Data supplied

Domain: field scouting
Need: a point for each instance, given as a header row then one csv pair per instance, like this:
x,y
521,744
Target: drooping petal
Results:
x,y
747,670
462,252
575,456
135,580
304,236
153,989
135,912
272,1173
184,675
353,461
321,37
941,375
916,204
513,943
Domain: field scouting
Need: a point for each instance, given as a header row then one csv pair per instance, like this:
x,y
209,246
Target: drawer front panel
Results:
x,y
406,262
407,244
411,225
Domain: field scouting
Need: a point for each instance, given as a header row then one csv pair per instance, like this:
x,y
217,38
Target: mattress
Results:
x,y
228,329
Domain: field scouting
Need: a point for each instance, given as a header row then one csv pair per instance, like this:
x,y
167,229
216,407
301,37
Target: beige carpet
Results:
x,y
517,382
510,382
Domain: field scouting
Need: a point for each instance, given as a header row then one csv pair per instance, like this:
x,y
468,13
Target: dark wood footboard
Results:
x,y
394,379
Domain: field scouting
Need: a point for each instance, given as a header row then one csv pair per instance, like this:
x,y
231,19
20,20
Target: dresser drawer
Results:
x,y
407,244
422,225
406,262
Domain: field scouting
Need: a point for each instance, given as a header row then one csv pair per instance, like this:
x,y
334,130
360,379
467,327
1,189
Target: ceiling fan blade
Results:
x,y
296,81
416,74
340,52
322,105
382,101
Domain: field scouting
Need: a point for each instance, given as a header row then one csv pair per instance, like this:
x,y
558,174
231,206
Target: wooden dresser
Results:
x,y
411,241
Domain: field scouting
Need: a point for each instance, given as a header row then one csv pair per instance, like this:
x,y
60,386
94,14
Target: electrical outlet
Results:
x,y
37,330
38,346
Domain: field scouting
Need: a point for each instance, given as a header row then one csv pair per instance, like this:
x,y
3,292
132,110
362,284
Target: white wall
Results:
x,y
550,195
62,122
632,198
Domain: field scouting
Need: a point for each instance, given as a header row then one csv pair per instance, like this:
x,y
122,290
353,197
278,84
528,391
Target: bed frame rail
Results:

Work required
How many lines in the rows above contain the word "drawer"? Reply with the number alone.

Exercise answer
2